Rewrite all the lines below as a Markdown table with two columns, Row and Text, numbering each line and leaving out blank lines. Omit the pictures.

+++

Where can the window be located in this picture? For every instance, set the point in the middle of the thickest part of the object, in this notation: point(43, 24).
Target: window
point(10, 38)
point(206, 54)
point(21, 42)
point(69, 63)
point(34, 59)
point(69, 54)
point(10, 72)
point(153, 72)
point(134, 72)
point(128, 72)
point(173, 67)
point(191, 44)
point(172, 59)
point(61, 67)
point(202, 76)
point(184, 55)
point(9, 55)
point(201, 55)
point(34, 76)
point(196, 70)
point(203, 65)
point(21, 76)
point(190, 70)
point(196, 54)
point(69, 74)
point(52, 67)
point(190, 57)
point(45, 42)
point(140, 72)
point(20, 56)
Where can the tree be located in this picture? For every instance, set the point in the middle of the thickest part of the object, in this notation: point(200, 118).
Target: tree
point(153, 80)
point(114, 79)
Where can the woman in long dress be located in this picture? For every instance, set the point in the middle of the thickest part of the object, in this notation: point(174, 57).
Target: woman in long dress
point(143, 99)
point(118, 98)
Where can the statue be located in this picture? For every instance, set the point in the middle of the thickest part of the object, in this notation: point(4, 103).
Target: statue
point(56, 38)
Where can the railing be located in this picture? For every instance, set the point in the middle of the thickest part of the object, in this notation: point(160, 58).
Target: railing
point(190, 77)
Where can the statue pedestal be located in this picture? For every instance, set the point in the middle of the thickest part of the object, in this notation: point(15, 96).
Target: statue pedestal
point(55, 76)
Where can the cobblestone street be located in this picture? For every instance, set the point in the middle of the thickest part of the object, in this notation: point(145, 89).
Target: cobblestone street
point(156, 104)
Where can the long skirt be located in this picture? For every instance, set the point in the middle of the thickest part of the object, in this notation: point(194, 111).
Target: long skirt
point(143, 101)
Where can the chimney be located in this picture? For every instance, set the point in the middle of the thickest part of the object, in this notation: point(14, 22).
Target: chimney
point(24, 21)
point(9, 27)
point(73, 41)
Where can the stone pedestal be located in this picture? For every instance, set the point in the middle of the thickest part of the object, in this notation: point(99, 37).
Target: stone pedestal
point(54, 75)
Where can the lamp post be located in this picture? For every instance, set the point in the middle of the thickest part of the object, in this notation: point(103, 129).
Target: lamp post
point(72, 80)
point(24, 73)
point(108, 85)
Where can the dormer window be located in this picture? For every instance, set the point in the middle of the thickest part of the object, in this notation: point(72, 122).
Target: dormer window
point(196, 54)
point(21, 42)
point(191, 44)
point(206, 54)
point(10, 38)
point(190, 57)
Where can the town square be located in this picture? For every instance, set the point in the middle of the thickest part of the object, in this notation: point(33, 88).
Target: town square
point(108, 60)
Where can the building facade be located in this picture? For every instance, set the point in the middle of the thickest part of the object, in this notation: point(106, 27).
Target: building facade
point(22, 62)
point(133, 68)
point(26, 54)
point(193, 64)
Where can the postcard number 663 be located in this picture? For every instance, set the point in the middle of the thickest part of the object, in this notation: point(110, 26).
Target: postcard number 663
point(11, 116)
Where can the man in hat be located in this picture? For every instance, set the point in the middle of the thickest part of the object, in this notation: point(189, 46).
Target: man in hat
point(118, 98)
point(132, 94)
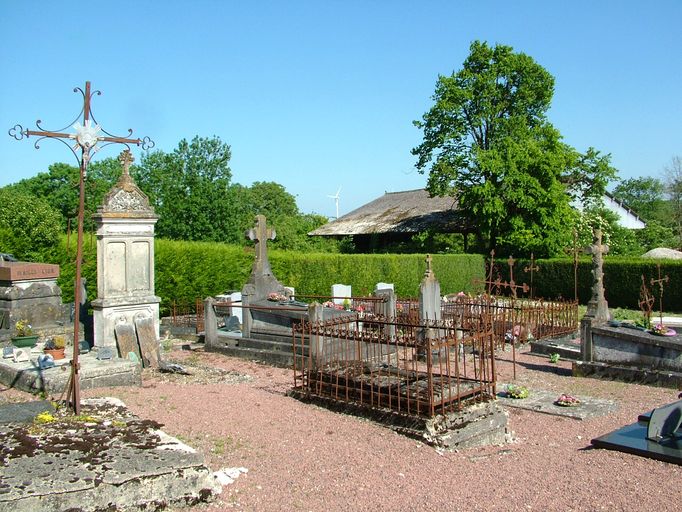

+++

§ **WRITTEN RESPONSE**
| Row | Text |
|---|---|
| 1 | Where can the window be located in this picture? For every instance, set the point in the middle of the thickest part of the object, in this notation: point(43, 24). |
| 2 | Target: window |
| 3 | point(10, 38) |
| 4 | point(206, 54) |
| 5 | point(21, 42) |
| 6 | point(69, 63) |
| 7 | point(34, 59) |
| 8 | point(69, 54) |
| 9 | point(10, 72) |
| 10 | point(153, 72) |
| 11 | point(134, 72) |
| 12 | point(128, 72) |
| 13 | point(173, 67) |
| 14 | point(191, 44) |
| 15 | point(172, 59) |
| 16 | point(61, 67) |
| 17 | point(202, 76) |
| 18 | point(184, 55) |
| 19 | point(9, 55) |
| 20 | point(201, 55) |
| 21 | point(34, 76) |
| 22 | point(196, 70) |
| 23 | point(203, 65) |
| 24 | point(21, 76) |
| 25 | point(190, 70) |
| 26 | point(196, 54) |
| 27 | point(69, 74) |
| 28 | point(52, 67) |
| 29 | point(190, 57) |
| 30 | point(45, 42) |
| 31 | point(140, 72) |
| 32 | point(20, 56) |
| 33 | Where can the tree be located in this picture? For every instance, set the point in the middle of the thickest part of the object, in this notation: point(200, 118). |
| 34 | Target: tree |
| 35 | point(153, 80) |
| 36 | point(114, 79) |
| 37 | Where can the woman in long dress be located in this picture? For every instance, set the point in the middle of the thickest part of the object, in this notation: point(174, 57). |
| 38 | Target: woman in long dress |
| 39 | point(143, 99) |
| 40 | point(118, 98) |
| 41 | Where can the statue be located in this picture? For every instance, set the point in the middle of the thickest part of the object, in this notation: point(4, 103). |
| 42 | Target: statue |
| 43 | point(56, 38) |
| 44 | Where can the railing be located in this picture? For every instance, set the point in the middle of the thickest part of the object, in this notation: point(160, 58). |
| 45 | Target: railing |
| 46 | point(190, 77) |
| 47 | Where can the statue pedestal be located in this picture? For every instance, set the point in the middle of the thickest part of the object, in this notation: point(15, 96). |
| 48 | Target: statue pedestal |
| 49 | point(55, 76) |
| 50 | Where can the cobblestone street be located in this picture? For every instance, set the point in the middle of the thickest part of the object, in this notation: point(145, 89). |
| 51 | Target: cobblestone street |
| 52 | point(156, 104) |
| 53 | Where can the long skirt be located in this picture? For every instance, set the point in the middle of the thickest part of the object, in this notation: point(194, 111). |
| 54 | Target: long skirt |
| 55 | point(143, 101) |
| 56 | Where can the chimney be located in this picture? For every instance, set the point in the middle of the thickest part of the object, in this notation: point(14, 22). |
| 57 | Target: chimney |
| 58 | point(24, 21) |
| 59 | point(9, 27) |
| 60 | point(73, 41) |
| 61 | Where can the stone pedestal be located in this picture? For every instance, set the point in the middle of the thickest part of the object, in this notation: point(99, 37). |
| 62 | Target: stone pedestal |
| 63 | point(54, 75) |
| 64 | Where can the lamp post be located in this picture? For every instance, set the point in the middle of the thickest part of the object, in this notation: point(103, 129). |
| 65 | Target: lamp post |
| 66 | point(72, 80) |
| 67 | point(24, 73) |
| 68 | point(108, 85) |
| 69 | Where can the dormer window be located in this picture? For every instance, set the point in the middle of the thickest part of the object, in this notation: point(72, 122). |
| 70 | Target: dormer window |
| 71 | point(196, 54) |
| 72 | point(21, 42) |
| 73 | point(191, 44) |
| 74 | point(206, 54) |
| 75 | point(10, 38) |
| 76 | point(190, 57) |
| 77 | Where can the town square be located in this picture? For every instance, set the point in the middle of the thickest part of the object, in this notation: point(33, 88). |
| 78 | Target: town square |
| 79 | point(108, 60) |
| 80 | Where can the building facade be located in this picture? For every instance, set the point in the middle of the thickest part of the object, in this notation: point(106, 27). |
| 81 | Target: building facade |
| 82 | point(22, 62) |
| 83 | point(133, 68) |
| 84 | point(26, 54) |
| 85 | point(193, 64) |
| 86 | Where can the postcard number 663 be located in this picture? For every instance, set the point in the middle of the thickest part of the object, in this notation: point(110, 26). |
| 87 | Target: postcard number 663 |
| 88 | point(11, 116) |
| 89 | Where can the man in hat be located in this picture? For every instance, set the point in the middle of the thickest part of the object, in this notation: point(189, 46). |
| 90 | Target: man in hat |
| 91 | point(118, 98) |
| 92 | point(132, 94) |